» **Job**: Turn the data below into a Markdown table with two columns, Row and Line. Give each non-blank line its own numbered row, and leave out blank lines.

(Object detection data)
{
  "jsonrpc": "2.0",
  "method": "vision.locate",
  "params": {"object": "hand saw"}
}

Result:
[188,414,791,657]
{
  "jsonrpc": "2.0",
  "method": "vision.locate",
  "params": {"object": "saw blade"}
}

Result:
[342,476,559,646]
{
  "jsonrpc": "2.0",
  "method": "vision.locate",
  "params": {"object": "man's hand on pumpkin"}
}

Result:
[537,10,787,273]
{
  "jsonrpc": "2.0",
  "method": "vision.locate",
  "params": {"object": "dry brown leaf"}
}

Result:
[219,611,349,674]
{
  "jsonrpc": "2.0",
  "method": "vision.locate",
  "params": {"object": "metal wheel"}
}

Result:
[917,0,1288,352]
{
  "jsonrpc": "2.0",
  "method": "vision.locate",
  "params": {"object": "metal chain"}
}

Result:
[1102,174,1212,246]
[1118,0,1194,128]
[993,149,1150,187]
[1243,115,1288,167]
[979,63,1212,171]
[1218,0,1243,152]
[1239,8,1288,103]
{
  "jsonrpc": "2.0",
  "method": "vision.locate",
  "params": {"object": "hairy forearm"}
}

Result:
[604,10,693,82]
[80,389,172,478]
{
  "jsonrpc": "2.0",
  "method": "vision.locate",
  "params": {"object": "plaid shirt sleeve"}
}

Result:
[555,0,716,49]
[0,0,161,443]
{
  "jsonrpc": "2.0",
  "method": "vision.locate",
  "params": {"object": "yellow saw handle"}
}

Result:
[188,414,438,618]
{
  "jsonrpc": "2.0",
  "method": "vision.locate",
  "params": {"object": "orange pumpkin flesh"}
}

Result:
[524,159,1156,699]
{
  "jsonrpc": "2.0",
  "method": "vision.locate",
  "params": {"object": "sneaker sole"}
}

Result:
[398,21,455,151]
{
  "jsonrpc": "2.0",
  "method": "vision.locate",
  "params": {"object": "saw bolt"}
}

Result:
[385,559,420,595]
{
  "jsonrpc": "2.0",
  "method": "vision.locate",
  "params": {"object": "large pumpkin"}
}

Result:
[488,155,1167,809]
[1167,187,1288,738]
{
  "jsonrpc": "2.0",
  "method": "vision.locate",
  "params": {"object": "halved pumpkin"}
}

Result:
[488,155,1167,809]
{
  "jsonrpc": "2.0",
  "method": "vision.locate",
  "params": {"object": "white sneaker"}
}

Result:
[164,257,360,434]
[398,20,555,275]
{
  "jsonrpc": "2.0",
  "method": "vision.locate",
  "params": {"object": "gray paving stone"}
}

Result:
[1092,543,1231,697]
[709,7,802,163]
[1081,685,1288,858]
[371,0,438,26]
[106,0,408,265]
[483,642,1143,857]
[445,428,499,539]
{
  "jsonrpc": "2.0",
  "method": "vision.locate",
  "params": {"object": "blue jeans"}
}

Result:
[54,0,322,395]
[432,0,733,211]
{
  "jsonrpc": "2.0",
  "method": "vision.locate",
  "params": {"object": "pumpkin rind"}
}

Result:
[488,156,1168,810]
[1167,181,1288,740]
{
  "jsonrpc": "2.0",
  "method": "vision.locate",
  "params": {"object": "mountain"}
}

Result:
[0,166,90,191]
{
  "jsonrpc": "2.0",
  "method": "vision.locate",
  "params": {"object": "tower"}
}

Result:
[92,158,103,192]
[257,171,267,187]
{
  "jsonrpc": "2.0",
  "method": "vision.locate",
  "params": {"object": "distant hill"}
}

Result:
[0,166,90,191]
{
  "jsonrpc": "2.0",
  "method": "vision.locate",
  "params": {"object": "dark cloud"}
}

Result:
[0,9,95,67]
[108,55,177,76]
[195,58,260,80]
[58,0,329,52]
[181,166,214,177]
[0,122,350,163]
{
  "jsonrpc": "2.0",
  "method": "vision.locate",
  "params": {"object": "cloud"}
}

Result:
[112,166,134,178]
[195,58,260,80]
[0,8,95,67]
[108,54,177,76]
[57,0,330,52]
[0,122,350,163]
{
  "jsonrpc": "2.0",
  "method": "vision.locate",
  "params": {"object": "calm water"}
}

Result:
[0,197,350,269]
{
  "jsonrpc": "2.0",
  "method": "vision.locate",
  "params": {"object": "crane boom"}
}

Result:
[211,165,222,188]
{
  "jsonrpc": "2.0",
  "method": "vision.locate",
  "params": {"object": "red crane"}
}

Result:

» **Solution for this task**:
| Row | Line |
|---|---|
| 1 | { |
| 2 |   "jsonrpc": "2.0", |
| 3 |   "method": "vision.locate", |
| 4 |   "params": {"object": "hand saw"} |
| 5 | } |
| 6 | Result: |
| 7 | [188,414,791,657] |
| 8 | { |
| 9 |   "jsonrpc": "2.0", |
| 10 |   "method": "vision.locate", |
| 11 |   "params": {"object": "saw blade"} |
| 12 | } |
| 13 | Result: |
| 14 | [342,476,559,646] |
| 15 | { |
| 16 |   "jsonrpc": "2.0", |
| 17 |   "method": "vision.locate", |
| 18 |   "params": {"object": "man's hand on pumpkin"} |
| 19 | } |
| 20 | Result: |
| 21 | [537,10,787,273] |
| 22 | { |
| 23 |   "jsonrpc": "2.0", |
| 24 |   "method": "vision.locate", |
| 25 |   "params": {"object": "dry brown leaf"} |
| 26 | } |
| 27 | Result: |
| 28 | [219,611,349,674] |
| 29 | { |
| 30 |   "jsonrpc": "2.0", |
| 31 |   "method": "vision.locate", |
| 32 |   "params": {"object": "metal wheel"} |
| 33 | } |
| 34 | Result: |
| 35 | [917,0,1288,352] |
| 36 | { |
| 37 |   "jsonrpc": "2.0", |
| 38 |   "method": "vision.locate", |
| 39 |   "params": {"object": "metal chain"} |
| 40 | } |
| 41 | Result: |
| 42 | [1102,174,1212,246] |
| 43 | [1118,0,1194,128] |
| 44 | [993,149,1150,187] |
| 45 | [1243,115,1288,167] |
| 46 | [979,63,1212,171] |
| 47 | [1218,0,1243,152] |
| 48 | [1239,8,1288,103] |
| 49 | { |
| 50 |   "jsonrpc": "2.0", |
| 51 |   "method": "vision.locate", |
| 52 |   "params": {"object": "hairy forearm"} |
| 53 | } |
| 54 | Result: |
| 55 | [604,10,693,82] |
| 56 | [80,389,172,478] |
| 57 | { |
| 58 |   "jsonrpc": "2.0", |
| 59 |   "method": "vision.locate", |
| 60 |   "params": {"object": "plaid shirt sleeve"} |
| 61 | } |
| 62 | Result: |
| 63 | [555,0,716,49] |
| 64 | [0,0,161,443] |
| 65 | { |
| 66 |   "jsonrpc": "2.0", |
| 67 |   "method": "vision.locate", |
| 68 |   "params": {"object": "yellow saw handle"} |
| 69 | } |
| 70 | Result: |
| 71 | [188,414,438,618] |
| 72 | { |
| 73 |   "jsonrpc": "2.0", |
| 74 |   "method": "vision.locate", |
| 75 |   "params": {"object": "orange pumpkin flesh"} |
| 76 | } |
| 77 | Result: |
| 78 | [524,159,1156,699] |
| 79 | { |
| 80 |   "jsonrpc": "2.0", |
| 81 |   "method": "vision.locate", |
| 82 |   "params": {"object": "sneaker sole"} |
| 83 | } |
| 84 | Result: |
| 85 | [398,21,455,151] |
| 86 | { |
| 87 |   "jsonrpc": "2.0", |
| 88 |   "method": "vision.locate", |
| 89 |   "params": {"object": "saw bolt"} |
| 90 | } |
| 91 | Result: |
| 92 | [385,559,420,595] |
| 93 | { |
| 94 |   "jsonrpc": "2.0", |
| 95 |   "method": "vision.locate", |
| 96 |   "params": {"object": "large pumpkin"} |
| 97 | } |
| 98 | Result: |
| 99 | [488,155,1167,809] |
| 100 | [1167,187,1288,738] |
| 101 | { |
| 102 |   "jsonrpc": "2.0", |
| 103 |   "method": "vision.locate", |
| 104 |   "params": {"object": "halved pumpkin"} |
| 105 | } |
| 106 | Result: |
| 107 | [488,155,1167,809] |
| 108 | { |
| 109 |   "jsonrpc": "2.0", |
| 110 |   "method": "vision.locate", |
| 111 |   "params": {"object": "white sneaker"} |
| 112 | } |
| 113 | Result: |
| 114 | [164,257,360,434] |
| 115 | [398,20,555,275] |
| 116 | { |
| 117 |   "jsonrpc": "2.0", |
| 118 |   "method": "vision.locate", |
| 119 |   "params": {"object": "gray paving stone"} |
| 120 | } |
| 121 | Result: |
| 122 | [1092,543,1231,697] |
| 123 | [709,7,802,163] |
| 124 | [1081,685,1288,858] |
| 125 | [371,0,438,26] |
| 126 | [106,0,408,265] |
| 127 | [483,642,1143,857] |
| 128 | [445,428,499,539] |
| 129 | { |
| 130 |   "jsonrpc": "2.0", |
| 131 |   "method": "vision.locate", |
| 132 |   "params": {"object": "blue jeans"} |
| 133 | } |
| 134 | Result: |
| 135 | [54,0,322,395] |
| 136 | [432,0,733,211] |
| 137 | { |
| 138 |   "jsonrpc": "2.0", |
| 139 |   "method": "vision.locate", |
| 140 |   "params": {"object": "pumpkin rind"} |
| 141 | } |
| 142 | Result: |
| 143 | [488,156,1168,810] |
| 144 | [1167,181,1288,740] |
| 145 | { |
| 146 |   "jsonrpc": "2.0", |
| 147 |   "method": "vision.locate", |
| 148 |   "params": {"object": "mountain"} |
| 149 | } |
| 150 | Result: |
| 151 | [0,166,90,191] |
| 152 | { |
| 153 |   "jsonrpc": "2.0", |
| 154 |   "method": "vision.locate", |
| 155 |   "params": {"object": "tower"} |
| 156 | } |
| 157 | Result: |
| 158 | [92,158,103,192] |
| 159 | [257,171,267,187] |
| 160 | { |
| 161 |   "jsonrpc": "2.0", |
| 162 |   "method": "vision.locate", |
| 163 |   "params": {"object": "distant hill"} |
| 164 | } |
| 165 | Result: |
| 166 | [0,166,90,191] |
| 167 | { |
| 168 |   "jsonrpc": "2.0", |
| 169 |   "method": "vision.locate", |
| 170 |   "params": {"object": "dark cloud"} |
| 171 | } |
| 172 | Result: |
| 173 | [0,9,95,67] |
| 174 | [108,55,177,76] |
| 175 | [195,58,260,80] |
| 176 | [58,0,329,52] |
| 177 | [181,166,214,177] |
| 178 | [0,122,350,163] |
| 179 | { |
| 180 |   "jsonrpc": "2.0", |
| 181 |   "method": "vision.locate", |
| 182 |   "params": {"object": "cloud"} |
| 183 | } |
| 184 | Result: |
| 185 | [112,166,134,178] |
| 186 | [195,58,260,80] |
| 187 | [0,8,95,67] |
| 188 | [108,54,177,76] |
| 189 | [57,0,330,52] |
| 190 | [0,122,350,163] |
| 191 | { |
| 192 |   "jsonrpc": "2.0", |
| 193 |   "method": "vision.locate", |
| 194 |   "params": {"object": "calm water"} |
| 195 | } |
| 196 | Result: |
| 197 | [0,197,350,269] |
| 198 | { |
| 199 |   "jsonrpc": "2.0", |
| 200 |   "method": "vision.locate", |
| 201 |   "params": {"object": "crane boom"} |
| 202 | } |
| 203 | Result: |
| 204 | [211,165,222,188] |
| 205 | { |
| 206 |   "jsonrpc": "2.0", |
| 207 |   "method": "vision.locate", |
| 208 |   "params": {"object": "red crane"} |
| 209 | } |
| 210 | Result: |